TASK REQUIREMENTS » Please set down the entries below once more, exactly.
[Start of section]
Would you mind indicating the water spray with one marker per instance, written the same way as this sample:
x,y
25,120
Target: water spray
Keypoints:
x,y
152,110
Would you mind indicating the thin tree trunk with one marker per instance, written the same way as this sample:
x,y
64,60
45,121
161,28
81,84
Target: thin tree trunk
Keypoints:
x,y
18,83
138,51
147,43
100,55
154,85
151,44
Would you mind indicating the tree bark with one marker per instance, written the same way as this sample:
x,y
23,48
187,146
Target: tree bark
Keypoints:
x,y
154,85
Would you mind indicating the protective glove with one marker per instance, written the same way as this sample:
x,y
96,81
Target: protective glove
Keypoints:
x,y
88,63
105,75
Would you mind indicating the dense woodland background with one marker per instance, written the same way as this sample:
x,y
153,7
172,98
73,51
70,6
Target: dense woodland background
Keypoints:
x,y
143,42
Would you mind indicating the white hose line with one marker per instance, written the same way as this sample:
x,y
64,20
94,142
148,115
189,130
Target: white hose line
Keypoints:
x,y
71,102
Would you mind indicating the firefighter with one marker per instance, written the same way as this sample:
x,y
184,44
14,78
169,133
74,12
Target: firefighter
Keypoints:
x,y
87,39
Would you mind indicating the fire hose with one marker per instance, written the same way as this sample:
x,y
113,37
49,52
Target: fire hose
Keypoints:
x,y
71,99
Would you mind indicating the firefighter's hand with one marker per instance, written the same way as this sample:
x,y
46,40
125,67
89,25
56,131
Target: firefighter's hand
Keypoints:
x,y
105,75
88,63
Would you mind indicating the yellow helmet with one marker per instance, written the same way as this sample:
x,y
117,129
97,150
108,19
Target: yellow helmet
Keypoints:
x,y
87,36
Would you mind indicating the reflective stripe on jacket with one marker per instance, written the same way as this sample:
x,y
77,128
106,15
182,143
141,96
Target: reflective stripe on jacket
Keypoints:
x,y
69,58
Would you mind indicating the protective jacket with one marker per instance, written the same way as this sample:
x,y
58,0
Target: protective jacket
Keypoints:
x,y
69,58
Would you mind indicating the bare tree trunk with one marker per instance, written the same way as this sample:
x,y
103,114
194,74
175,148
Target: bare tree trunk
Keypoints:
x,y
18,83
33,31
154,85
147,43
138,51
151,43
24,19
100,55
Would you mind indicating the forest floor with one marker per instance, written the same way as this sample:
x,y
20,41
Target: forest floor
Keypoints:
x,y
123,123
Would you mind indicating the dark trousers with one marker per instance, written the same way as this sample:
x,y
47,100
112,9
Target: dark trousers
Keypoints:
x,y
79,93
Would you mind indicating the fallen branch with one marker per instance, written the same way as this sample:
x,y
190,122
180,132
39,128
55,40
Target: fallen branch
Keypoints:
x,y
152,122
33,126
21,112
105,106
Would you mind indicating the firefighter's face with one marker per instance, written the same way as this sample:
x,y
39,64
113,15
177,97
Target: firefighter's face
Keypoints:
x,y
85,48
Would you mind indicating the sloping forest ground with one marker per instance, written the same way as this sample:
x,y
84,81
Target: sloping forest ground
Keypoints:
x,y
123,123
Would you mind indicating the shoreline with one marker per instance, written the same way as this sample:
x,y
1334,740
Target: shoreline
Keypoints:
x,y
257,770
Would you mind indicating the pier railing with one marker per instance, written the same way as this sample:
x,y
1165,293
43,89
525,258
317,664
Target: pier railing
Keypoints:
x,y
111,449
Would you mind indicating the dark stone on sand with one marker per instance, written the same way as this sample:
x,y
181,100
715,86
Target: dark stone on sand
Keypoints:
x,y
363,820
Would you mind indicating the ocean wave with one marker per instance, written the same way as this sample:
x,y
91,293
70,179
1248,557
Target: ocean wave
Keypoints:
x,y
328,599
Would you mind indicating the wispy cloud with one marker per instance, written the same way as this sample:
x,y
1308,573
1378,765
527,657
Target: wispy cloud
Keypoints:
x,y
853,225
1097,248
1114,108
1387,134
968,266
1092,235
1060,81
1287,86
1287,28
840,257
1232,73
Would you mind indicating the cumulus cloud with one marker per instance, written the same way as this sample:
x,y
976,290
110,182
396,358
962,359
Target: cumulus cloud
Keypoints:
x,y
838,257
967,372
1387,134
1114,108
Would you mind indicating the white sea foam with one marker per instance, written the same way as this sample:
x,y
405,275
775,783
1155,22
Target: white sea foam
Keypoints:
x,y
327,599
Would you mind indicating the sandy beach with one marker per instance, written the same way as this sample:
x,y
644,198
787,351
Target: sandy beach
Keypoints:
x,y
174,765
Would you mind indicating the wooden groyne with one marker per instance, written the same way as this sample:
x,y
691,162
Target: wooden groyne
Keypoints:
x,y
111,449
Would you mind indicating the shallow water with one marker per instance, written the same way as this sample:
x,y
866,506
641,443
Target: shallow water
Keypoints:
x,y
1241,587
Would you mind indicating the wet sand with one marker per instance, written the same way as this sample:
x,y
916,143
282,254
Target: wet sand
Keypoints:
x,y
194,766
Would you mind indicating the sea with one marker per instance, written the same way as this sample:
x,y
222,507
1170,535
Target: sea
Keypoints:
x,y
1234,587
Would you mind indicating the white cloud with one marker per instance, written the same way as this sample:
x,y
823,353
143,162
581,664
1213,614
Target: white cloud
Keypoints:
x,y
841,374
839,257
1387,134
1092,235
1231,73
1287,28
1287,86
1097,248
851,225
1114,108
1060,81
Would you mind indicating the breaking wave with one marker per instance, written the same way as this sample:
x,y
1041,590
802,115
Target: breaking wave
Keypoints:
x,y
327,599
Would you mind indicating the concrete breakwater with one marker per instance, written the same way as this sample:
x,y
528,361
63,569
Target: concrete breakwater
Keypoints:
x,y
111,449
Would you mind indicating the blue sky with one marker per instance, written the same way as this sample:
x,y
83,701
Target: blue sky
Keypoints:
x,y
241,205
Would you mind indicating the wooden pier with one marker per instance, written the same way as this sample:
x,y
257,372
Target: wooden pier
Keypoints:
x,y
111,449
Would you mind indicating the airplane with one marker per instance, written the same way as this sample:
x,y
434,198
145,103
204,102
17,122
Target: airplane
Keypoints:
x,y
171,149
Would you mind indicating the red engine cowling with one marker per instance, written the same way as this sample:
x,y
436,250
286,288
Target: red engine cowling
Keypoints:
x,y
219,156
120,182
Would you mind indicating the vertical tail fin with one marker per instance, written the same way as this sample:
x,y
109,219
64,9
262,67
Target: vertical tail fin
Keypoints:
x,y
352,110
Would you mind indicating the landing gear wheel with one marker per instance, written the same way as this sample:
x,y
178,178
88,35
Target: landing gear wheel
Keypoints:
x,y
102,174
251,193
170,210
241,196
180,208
[End of section]
SOLUTION TO THE EXERCISE »
Would you mind indicating the water spray with one marker per instance, written the same way as this sample:
x,y
25,120
Target: water spray
Keypoints:
x,y
152,110
Would you mind indicating the thin tree trunk with one marker per instance, written the same way as this sample:
x,y
64,60
45,121
161,28
81,84
Target: thin tree trunk
Keypoints:
x,y
18,83
138,51
147,43
100,55
154,85
151,44
Would you mind indicating the tree bark with one marker per instance, written the same way as this sample:
x,y
23,48
187,146
Target: tree bark
Keypoints:
x,y
154,85
Would you mind indicating the protective glove with one marker per instance, written the same way as this sample:
x,y
96,81
Target: protective glove
Keypoints:
x,y
88,63
105,75
Would you mind indicating the dense woodland background with one marker per instance, written the same way as this sample:
x,y
153,7
172,98
73,51
70,6
Target: dense woodland background
Keypoints:
x,y
143,42
Would you mind indicating the white hose line with one marker per instance, written the same way as this sample:
x,y
64,20
94,142
148,115
189,130
Target: white hose line
Keypoints:
x,y
71,102
Would you mind indicating the firefighter with one marker per instance, written the same way as this sample:
x,y
184,44
14,78
169,133
74,12
Target: firefighter
Keypoints:
x,y
87,39
Would you mind indicating the fire hose with one marker per instance, written the same way as this sample:
x,y
113,37
49,52
Target: fire hose
Keypoints:
x,y
71,99
Would you mind indicating the firefighter's hand with one marker per instance, written the same way as this sample:
x,y
46,40
125,67
89,25
56,131
Target: firefighter's hand
Keypoints:
x,y
105,75
88,63
Would you mind indicating the yellow helmet with one marker per instance, written the same way as this sample:
x,y
117,129
97,150
108,19
Target: yellow helmet
Keypoints:
x,y
87,36
Would you mind indicating the reflective stripe on jacket with one marker per instance, written the same way as this sample:
x,y
77,128
106,15
182,143
141,96
Target: reflective stripe on jacket
Keypoints:
x,y
69,58
Would you mind indicating the protective jacket with one marker per instance, written the same way as this sample:
x,y
58,0
Target: protective jacket
Keypoints:
x,y
69,58
Would you mind indicating the bare tree trunk with one marker per instance, written the same way as this sample:
x,y
103,114
194,74
175,148
Target: bare tree trunk
Keypoints:
x,y
18,83
33,31
154,85
147,43
138,51
151,43
24,19
100,55
Would you mind indicating the forest floor with one marker per instance, written the same way as this sample:
x,y
20,41
Target: forest floor
Keypoints:
x,y
123,123
Would you mind indicating the dark trousers with one marker per instance, written the same way as this sample:
x,y
47,100
112,9
Target: dark trousers
Keypoints:
x,y
79,93
Would you mind indicating the fallen branch with one marker per instance, written the same way as this sample:
x,y
190,122
180,132
39,128
55,40
Target: fallen branch
Keypoints:
x,y
152,122
33,126
21,112
105,106
Would you mind indicating the firefighter's face with one marker per instance, written the same way as this sample:
x,y
39,64
113,15
177,97
Target: firefighter's face
Keypoints:
x,y
85,48
Would you mind indicating the sloping forest ground with one marker per instance, written the same way as this sample:
x,y
84,81
Target: sloping forest ground
Keypoints:
x,y
123,123
Would you mind indicating the shoreline with one marker per instance, written the same way as this sample:
x,y
1334,740
Target: shoreline
Keypoints:
x,y
257,770
Would you mind indicating the pier railing with one marker per instance, written the same way as this sample:
x,y
1165,293
43,89
525,258
317,664
Target: pier railing
Keypoints:
x,y
111,449
Would you mind indicating the dark stone on sand with one marker per instance, written the same way as this sample:
x,y
181,100
715,86
Target: dark stone on sand
Keypoints:
x,y
363,820
Would you mind indicating the ocean wave with one marker per instance, written the same way as this sample:
x,y
91,293
70,179
1248,557
Target: ocean wave
Keypoints:
x,y
328,599
Would you mind indicating the wispy cloud with one marker per instance, written the same way as this sample:
x,y
1308,573
1378,765
527,657
Target: wispy cloud
Keypoints:
x,y
853,225
1097,248
1114,108
1387,134
968,266
1092,235
1060,81
1287,86
1287,28
840,257
1232,73
Would you mind indicating the cumulus cloud with one marker per instance, written the same way as this sample:
x,y
976,290
110,182
396,358
962,359
Target: cumulus cloud
Keypoints:
x,y
838,257
967,372
1387,134
1114,108
Would you mind indicating the white sea foam with one marker per instance, written the same way as this sample:
x,y
405,275
775,783
1155,22
Target: white sea foam
Keypoints:
x,y
327,599
Would you mind indicating the sandy beach with one marker per instance, written the same way as this sample:
x,y
644,198
787,351
Target: sandy beach
Keypoints:
x,y
174,765
Would you mind indicating the wooden groyne with one marker per instance, written the same way as this sample:
x,y
691,162
Target: wooden groyne
Keypoints:
x,y
111,449
Would you mind indicating the shallow water with one marker per instance, written the same way as this sample:
x,y
866,506
641,443
Target: shallow water
Keypoints:
x,y
1241,587
Would you mind indicating the wet sand with one marker per instance, written the same way as this sample:
x,y
916,143
282,254
Target: wet sand
Keypoints:
x,y
194,766
Would you mind indicating the sea with one marker per instance, written the same way as this sample:
x,y
222,507
1170,535
Target: sea
Keypoints:
x,y
1234,587
Would you mind indicating the white cloud with one marker per instance, written the same way as this sample:
x,y
823,353
143,162
581,664
1213,614
Target: white cloud
Keypoints:
x,y
841,374
839,257
1387,134
1092,235
1231,73
1287,28
1287,86
1097,248
851,225
1114,108
1060,81
Would you mind indicating the breaking wave with one marker per instance, written the same way as this sample:
x,y
1041,590
802,115
Target: breaking wave
Keypoints:
x,y
327,599
Would you mind indicating the concrete breakwater with one marker per instance, written the same way as this sample:
x,y
528,361
63,569
Target: concrete breakwater
Keypoints:
x,y
111,449
Would you mind indicating the blue sky with one marker per instance, written the same way as this sample:
x,y
83,701
Target: blue sky
Keypoints:
x,y
241,205
Would you mind indicating the wooden pier with one marker per instance, written the same way as this sample:
x,y
257,372
Target: wooden pier
Keypoints:
x,y
111,449
Would you mind indicating the airplane with one marker per instance, written the same way as this sample:
x,y
434,198
145,103
204,102
17,122
Target: airplane
Keypoints:
x,y
171,149
Would you mind indicating the red engine cowling with one marker per instance, written the same way as this sample:
x,y
436,250
286,288
Target: red engine cowling
Keypoints:
x,y
219,156
120,182
Would you mind indicating the vertical tail fin with one marker per instance, written the same way as this sample:
x,y
109,219
64,9
262,67
Target: vertical tail fin
Keypoints:
x,y
352,110
Would you mind indicating the landing gear wheel with one marker per instance, written the same way as this sample:
x,y
178,178
88,35
Target: landing gear wheel
Keypoints:
x,y
102,174
251,193
170,210
241,196
180,208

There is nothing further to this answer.